What you are asked to do — In the lines from the one containing "of the overcast" through the end of the records, inclusive, change every "keypoint" to "marker" and reproduce only those lines, leaving everything else unchanged. Omit the pictures from your answer.

(Entries from a point annotation set)
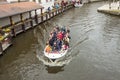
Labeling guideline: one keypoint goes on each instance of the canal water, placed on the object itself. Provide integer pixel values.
(94, 52)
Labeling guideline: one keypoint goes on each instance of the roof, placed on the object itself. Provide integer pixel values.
(17, 8)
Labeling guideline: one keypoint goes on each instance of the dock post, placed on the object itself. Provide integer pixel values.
(1, 48)
(30, 17)
(36, 17)
(12, 24)
(23, 23)
(41, 16)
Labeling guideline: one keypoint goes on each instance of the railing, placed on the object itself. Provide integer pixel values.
(23, 25)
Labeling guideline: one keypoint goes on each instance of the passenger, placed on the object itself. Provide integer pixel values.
(51, 41)
(60, 35)
(59, 44)
(48, 48)
(64, 47)
(54, 47)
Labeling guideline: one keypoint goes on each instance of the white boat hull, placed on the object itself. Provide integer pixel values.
(56, 54)
(78, 5)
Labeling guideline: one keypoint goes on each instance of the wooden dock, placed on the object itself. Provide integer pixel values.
(25, 23)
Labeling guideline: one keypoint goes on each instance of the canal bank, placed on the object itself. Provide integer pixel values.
(20, 19)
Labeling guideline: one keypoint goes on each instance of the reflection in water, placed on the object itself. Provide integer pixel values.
(54, 69)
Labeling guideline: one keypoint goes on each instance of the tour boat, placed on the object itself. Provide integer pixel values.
(78, 5)
(55, 54)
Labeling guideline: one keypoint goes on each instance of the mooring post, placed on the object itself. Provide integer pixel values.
(23, 23)
(30, 17)
(12, 24)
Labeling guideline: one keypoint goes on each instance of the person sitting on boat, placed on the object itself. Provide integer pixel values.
(60, 35)
(51, 41)
(64, 47)
(58, 44)
(48, 48)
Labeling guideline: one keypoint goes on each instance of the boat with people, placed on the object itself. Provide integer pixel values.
(78, 4)
(58, 44)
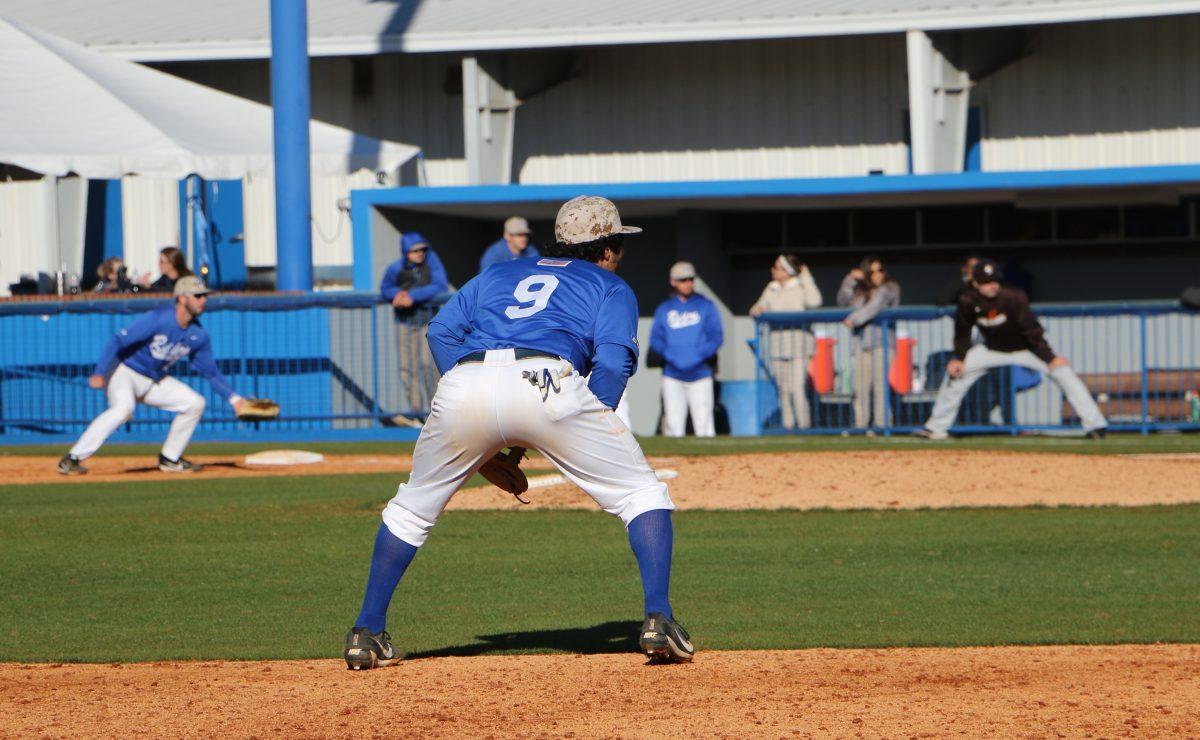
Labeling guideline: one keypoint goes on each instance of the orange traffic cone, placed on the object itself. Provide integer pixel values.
(821, 365)
(900, 374)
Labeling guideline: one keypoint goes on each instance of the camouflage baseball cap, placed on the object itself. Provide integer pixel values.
(190, 284)
(588, 218)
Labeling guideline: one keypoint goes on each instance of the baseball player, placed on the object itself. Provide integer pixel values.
(687, 331)
(142, 354)
(534, 353)
(1012, 335)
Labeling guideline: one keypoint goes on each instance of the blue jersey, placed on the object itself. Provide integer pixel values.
(687, 334)
(565, 307)
(155, 342)
(499, 253)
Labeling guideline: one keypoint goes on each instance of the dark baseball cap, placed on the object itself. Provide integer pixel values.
(987, 271)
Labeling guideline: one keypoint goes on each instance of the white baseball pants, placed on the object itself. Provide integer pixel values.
(679, 396)
(481, 407)
(126, 389)
(979, 360)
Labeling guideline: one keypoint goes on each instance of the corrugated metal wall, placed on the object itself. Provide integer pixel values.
(797, 108)
(1114, 94)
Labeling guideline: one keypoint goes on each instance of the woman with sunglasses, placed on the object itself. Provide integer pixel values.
(868, 289)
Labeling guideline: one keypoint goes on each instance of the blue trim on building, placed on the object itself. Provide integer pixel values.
(977, 181)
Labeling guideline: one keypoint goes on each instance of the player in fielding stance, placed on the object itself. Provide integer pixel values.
(142, 354)
(534, 353)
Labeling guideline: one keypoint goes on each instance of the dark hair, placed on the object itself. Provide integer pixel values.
(588, 251)
(175, 257)
(865, 287)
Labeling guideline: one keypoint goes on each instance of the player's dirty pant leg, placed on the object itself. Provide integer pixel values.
(869, 379)
(949, 396)
(172, 395)
(1079, 397)
(123, 391)
(480, 408)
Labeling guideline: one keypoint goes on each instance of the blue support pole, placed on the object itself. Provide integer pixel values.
(289, 100)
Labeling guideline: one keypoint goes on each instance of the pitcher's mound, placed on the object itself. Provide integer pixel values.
(285, 457)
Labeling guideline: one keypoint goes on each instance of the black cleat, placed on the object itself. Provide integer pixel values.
(178, 465)
(70, 465)
(665, 641)
(365, 650)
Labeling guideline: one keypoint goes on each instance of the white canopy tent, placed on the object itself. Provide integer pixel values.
(69, 109)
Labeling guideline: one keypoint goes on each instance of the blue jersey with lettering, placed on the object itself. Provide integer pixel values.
(155, 342)
(565, 307)
(687, 334)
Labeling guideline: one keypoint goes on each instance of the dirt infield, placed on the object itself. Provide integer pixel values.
(780, 480)
(1077, 691)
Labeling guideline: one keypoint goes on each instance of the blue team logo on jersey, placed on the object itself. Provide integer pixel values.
(165, 352)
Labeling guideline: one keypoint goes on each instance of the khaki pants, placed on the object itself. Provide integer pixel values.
(869, 378)
(418, 373)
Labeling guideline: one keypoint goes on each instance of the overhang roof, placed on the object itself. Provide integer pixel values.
(167, 30)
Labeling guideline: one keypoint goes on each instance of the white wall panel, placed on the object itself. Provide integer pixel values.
(813, 107)
(27, 229)
(150, 218)
(1117, 94)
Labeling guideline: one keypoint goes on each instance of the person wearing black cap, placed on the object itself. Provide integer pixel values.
(1012, 335)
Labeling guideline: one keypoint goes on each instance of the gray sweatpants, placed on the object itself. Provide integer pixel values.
(979, 360)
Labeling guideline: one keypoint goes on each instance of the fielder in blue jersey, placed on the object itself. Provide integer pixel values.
(133, 366)
(535, 353)
(687, 332)
(514, 244)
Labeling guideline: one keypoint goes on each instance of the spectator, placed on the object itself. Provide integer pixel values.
(411, 284)
(1012, 335)
(513, 245)
(172, 265)
(687, 332)
(869, 289)
(791, 288)
(112, 277)
(949, 294)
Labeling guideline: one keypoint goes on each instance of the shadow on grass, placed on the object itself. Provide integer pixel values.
(607, 637)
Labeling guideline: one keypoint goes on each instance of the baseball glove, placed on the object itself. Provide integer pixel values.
(504, 471)
(258, 409)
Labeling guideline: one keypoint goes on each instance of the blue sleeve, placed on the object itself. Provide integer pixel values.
(449, 329)
(611, 367)
(135, 334)
(204, 362)
(437, 280)
(714, 334)
(615, 338)
(659, 332)
(388, 287)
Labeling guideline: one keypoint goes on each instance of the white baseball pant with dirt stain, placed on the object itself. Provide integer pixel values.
(979, 360)
(483, 407)
(125, 390)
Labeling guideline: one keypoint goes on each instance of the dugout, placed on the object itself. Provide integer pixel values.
(1068, 235)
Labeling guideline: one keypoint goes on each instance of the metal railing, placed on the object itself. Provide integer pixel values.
(1140, 361)
(335, 362)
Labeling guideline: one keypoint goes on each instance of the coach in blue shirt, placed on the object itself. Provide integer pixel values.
(513, 245)
(687, 332)
(409, 284)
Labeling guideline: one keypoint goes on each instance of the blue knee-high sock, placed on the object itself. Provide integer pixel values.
(651, 537)
(389, 561)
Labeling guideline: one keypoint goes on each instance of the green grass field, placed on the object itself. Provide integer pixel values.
(274, 569)
(1116, 444)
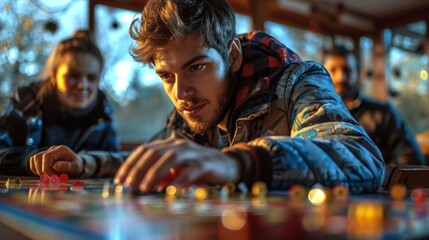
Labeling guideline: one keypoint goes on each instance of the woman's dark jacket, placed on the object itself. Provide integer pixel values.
(34, 120)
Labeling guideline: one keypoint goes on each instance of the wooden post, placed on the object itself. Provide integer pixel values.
(379, 83)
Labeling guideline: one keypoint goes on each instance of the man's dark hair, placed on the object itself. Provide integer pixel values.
(164, 20)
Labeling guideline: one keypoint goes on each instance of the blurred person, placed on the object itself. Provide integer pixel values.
(380, 120)
(247, 109)
(65, 107)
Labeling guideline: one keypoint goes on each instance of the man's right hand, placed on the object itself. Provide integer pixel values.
(57, 160)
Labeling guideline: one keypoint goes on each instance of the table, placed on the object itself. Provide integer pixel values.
(98, 210)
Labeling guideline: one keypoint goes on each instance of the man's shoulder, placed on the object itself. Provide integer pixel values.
(373, 103)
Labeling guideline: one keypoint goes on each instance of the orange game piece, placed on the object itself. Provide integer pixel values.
(340, 192)
(44, 179)
(64, 178)
(418, 196)
(54, 179)
(172, 173)
(77, 183)
(398, 191)
(297, 192)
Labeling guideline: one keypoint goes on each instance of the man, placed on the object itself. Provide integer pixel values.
(383, 124)
(246, 109)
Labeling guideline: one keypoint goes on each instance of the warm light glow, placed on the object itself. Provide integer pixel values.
(234, 218)
(105, 194)
(119, 189)
(170, 191)
(201, 193)
(424, 75)
(317, 196)
(366, 220)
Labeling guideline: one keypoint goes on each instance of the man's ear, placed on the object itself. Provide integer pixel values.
(52, 79)
(235, 54)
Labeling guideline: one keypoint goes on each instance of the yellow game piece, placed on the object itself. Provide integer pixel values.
(201, 193)
(398, 191)
(259, 189)
(340, 192)
(317, 196)
(297, 192)
(171, 192)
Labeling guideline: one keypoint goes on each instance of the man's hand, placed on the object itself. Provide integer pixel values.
(150, 163)
(56, 160)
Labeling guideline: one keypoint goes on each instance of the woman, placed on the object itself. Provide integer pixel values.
(65, 108)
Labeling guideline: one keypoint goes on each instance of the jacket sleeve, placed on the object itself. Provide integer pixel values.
(325, 145)
(401, 143)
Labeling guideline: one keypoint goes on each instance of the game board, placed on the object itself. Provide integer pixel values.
(99, 210)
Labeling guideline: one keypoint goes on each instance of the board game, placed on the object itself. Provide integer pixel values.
(97, 209)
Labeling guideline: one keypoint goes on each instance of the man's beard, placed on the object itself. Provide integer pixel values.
(225, 101)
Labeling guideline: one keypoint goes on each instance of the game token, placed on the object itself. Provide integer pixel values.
(64, 178)
(172, 173)
(398, 191)
(44, 179)
(77, 183)
(418, 196)
(297, 192)
(259, 189)
(201, 193)
(317, 196)
(187, 192)
(340, 192)
(54, 179)
(171, 192)
(13, 183)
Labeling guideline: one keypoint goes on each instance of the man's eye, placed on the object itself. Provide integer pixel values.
(165, 77)
(92, 78)
(197, 67)
(72, 76)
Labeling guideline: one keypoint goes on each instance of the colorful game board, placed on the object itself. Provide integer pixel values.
(99, 210)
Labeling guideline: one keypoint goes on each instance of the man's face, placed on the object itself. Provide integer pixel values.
(197, 80)
(344, 73)
(76, 79)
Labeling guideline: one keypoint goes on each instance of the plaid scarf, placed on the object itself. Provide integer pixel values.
(263, 56)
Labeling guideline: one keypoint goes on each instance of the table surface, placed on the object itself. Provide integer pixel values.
(98, 211)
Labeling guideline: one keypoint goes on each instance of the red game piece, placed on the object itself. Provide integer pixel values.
(340, 192)
(77, 183)
(418, 196)
(44, 179)
(64, 178)
(54, 179)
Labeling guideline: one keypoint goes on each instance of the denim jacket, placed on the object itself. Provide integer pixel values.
(294, 113)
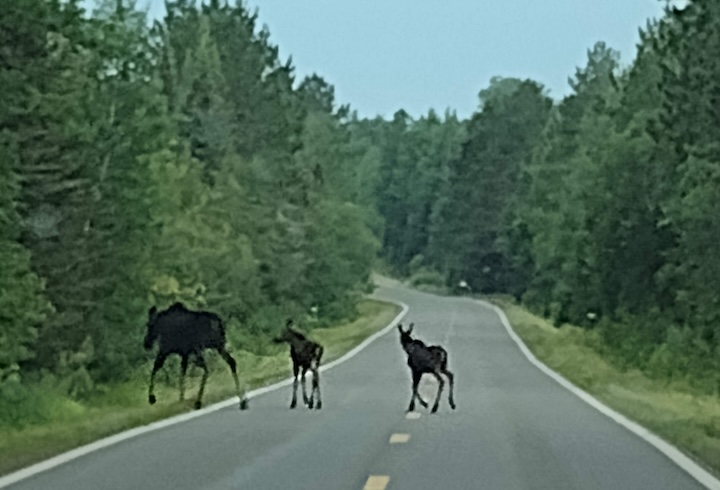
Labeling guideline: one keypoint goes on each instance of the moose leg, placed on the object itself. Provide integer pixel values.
(441, 383)
(159, 361)
(307, 401)
(416, 381)
(316, 387)
(183, 371)
(200, 361)
(296, 371)
(233, 368)
(451, 378)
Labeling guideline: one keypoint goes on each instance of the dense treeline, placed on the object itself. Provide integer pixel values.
(600, 209)
(148, 163)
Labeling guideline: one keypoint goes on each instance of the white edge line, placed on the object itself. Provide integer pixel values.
(677, 456)
(129, 434)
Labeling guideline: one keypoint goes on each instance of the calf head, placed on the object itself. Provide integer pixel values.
(287, 333)
(405, 335)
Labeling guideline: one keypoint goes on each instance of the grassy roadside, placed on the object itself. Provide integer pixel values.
(674, 411)
(125, 405)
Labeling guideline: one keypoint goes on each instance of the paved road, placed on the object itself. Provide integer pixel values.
(515, 428)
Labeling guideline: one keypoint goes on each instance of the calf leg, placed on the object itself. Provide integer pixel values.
(183, 371)
(416, 381)
(159, 361)
(441, 383)
(306, 400)
(316, 388)
(200, 361)
(233, 368)
(451, 379)
(296, 371)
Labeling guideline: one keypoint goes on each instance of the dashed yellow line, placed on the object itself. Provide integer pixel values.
(377, 482)
(399, 438)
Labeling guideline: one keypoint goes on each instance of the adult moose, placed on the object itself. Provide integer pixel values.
(185, 332)
(305, 355)
(423, 359)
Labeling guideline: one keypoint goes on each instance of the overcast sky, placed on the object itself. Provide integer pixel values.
(384, 55)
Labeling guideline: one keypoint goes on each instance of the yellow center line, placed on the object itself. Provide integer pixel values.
(399, 438)
(376, 482)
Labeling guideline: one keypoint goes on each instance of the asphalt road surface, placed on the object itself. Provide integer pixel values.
(514, 428)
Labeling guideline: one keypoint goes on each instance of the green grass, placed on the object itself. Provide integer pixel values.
(674, 411)
(124, 406)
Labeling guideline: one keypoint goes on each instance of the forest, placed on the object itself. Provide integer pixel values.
(144, 163)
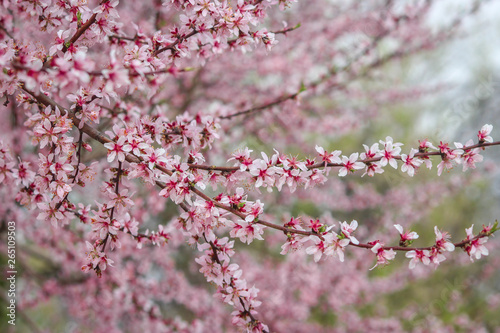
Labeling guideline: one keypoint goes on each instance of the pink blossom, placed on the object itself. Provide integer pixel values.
(383, 256)
(475, 247)
(118, 148)
(348, 230)
(390, 151)
(442, 240)
(484, 134)
(350, 164)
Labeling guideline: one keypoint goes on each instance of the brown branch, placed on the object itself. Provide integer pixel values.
(179, 40)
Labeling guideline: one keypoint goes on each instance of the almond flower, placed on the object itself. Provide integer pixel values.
(442, 242)
(391, 150)
(350, 164)
(348, 229)
(416, 256)
(406, 237)
(484, 134)
(383, 256)
(475, 247)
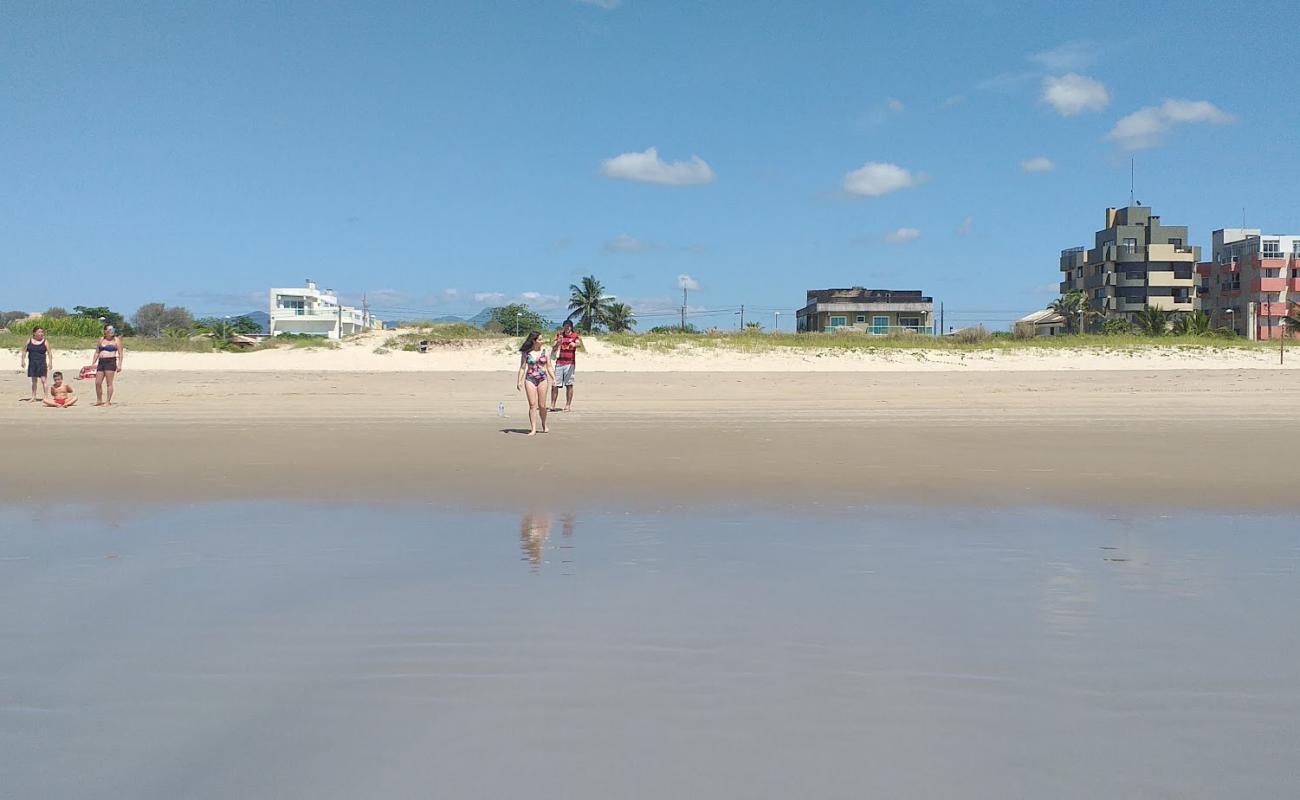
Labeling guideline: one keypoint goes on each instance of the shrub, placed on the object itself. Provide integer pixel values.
(1116, 327)
(971, 336)
(78, 327)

Result for this exercise —
Labeling guideline: one marker goes on each instance of the overcast sky, placed on the object itself. Provide integer pixel values.
(384, 55)
Labeling guideline: one marker goes on each instance of the yellow center line, placed on the object itself. Provide integer pixel values.
(399, 438)
(376, 482)
Labeling guideline: one marker goes on each instance of the asphalt road surface, placed on the object itself. Provide integer pixel values.
(514, 428)
Labeling guideline: one marker goes on each instance of the green grass, placed on the object itself. Provide integer pixel values.
(674, 411)
(124, 406)
Labeling guideline: one marker goes on each instance of the forest, placed on the object itself. Provide integer pixel values.
(144, 163)
Labeling guideline: one marker goes on each instance of the pink blossom, placed on the object itself. Provide integer pixel values.
(383, 256)
(475, 247)
(118, 148)
(348, 230)
(390, 151)
(442, 240)
(484, 134)
(350, 164)
Labeling guideline: one marker goes on each instance of the brown branch, placed on the object itself. Provide integer pixel values.
(179, 40)
Labeling guideline: one marker goes on each instance of the almond flower, placed on the object itself. Provide integer pixel values.
(442, 242)
(391, 150)
(350, 164)
(348, 229)
(416, 256)
(406, 237)
(484, 134)
(383, 256)
(475, 247)
Labeling guideline: one marker goes on each instance of the shrub, placed on the object itself. Provide integer pixel values.
(1116, 327)
(971, 336)
(78, 327)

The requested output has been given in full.